- ASSIGNMENT 1
Reproduce the passage on women working together below from "- Firstly, we" up to and including "for all women.".
- ASSIGNMENT 2
Write the next part of the passage on women working together below, picking up right after its final sentence.

- DOCUMENT EXCERPT

Clearly we need to address these issues, firstly for women’s own work satisfaction and progression. Secondly, improving relationships among women will help the bottom line of the companies they work for, with many bosses attempting to increase the proportion of women working at all levels.
So what can we do to make things better for women working together? I’d like to suggest three broad categories of solution to these concerns.
- Firstly, we can tackle the negative consequences of competition among women through using awareness of the issues and why they happen to encourage women to change their behaviour, but also help men to change attitudes too in order to foster an environment that’s going to help women to get along and feel comfortable about being assertive and explicit about their achievements and skills.Sowe can have sessions to flag up areas of competition and find ways to avoid it. For instance, we could ask; Are senior women being sensitive to other women’s hypersensitivity about criticism and making sure junior women feel appreciated? Or if women find themselves bitching about a colleague – increased awareness might increase the chance that they can pull themselves and each other up about it, if the goal is to achieve a good working environment for all women.
- If we can increase the level of trust among women working together this is going to help combat bullying and covert sniping and there are various ways we can do this. For instance, getting together with other women for regular sessions to talk about non-work related issues will level the playing field somewhat in terms of rank, since a junior woman may have more knowledge and experience of a particular issue than a senior one, so roles are reversed at least for a while. Team bonding exercises involving slightly scary outdoor pursuits could fulfil a similar function; a woman may be the alpha-female at work, but that doesn’t mean she won’t be nervous about abseiling down a cliff or negotiating an aerial tightrope and she’ll need encouragement and support from others. Another idea could be the periodic and random pairing of women in an organisation to have a coffee and a chat together. This would give women the opportunity to understand and connect with those at different levels from themselves.

- RAW DATA
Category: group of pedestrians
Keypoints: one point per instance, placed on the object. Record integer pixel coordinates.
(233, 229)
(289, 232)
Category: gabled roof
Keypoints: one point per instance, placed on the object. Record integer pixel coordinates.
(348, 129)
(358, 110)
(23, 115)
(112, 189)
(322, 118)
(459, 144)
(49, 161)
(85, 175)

- WRITTEN REPLY 1
- Firstly, we can tackle the negative consequences of competition among women through using awareness of the issues and why they happen to encourage women to change their behaviour, but also help men to change attitudes too in order to foster an environment that’s going to help women to get along and feel comfortable about being assertive and explicit about their achievements and skills.Sowe can have sessions to flag up areas of competition and find ways to avoid it. For instance, we could ask; Are senior women being sensitive to other women’s hypersensitivity about criticism and making sure junior women feel appreciated? Or if women find themselves bitching about a colleague – increased awareness might increase the chance that they can pull themselves and each other up about it, if the goal is to achieve a good working environment for all women.

- WRITTEN REPLY 2
- Finally we should also promote a culture which values a typically “female” way of doing things, and recognises that women’s talent for empathy and emotional intelligence are vital for any organisation. It shouldn’t be the case that the only way to succeed is to ‘lean in’ and be more like a typical man – although in saying that, of course, a proportion of women willwant to do things in a more masculine way – and obviously they should have that opportunity.
With all this talk of competition among women, I’m not suggesting for a moment that we should discount the role of men in the continued subordination of women in male dominated workplaces. Sexism and sexual harassment continue to be problems that need to be addressed. We need to encourage a prevailing culture that sees women as deserving of equal respect and consideration as men.
But we also need to recognise that women themselves are often guilty of not giving other women that respect and consideration. And by understanding the reasons behind this – the competition among women – we can find ways to help women work more effectively together and improve career progression and work satisfaction in women generally.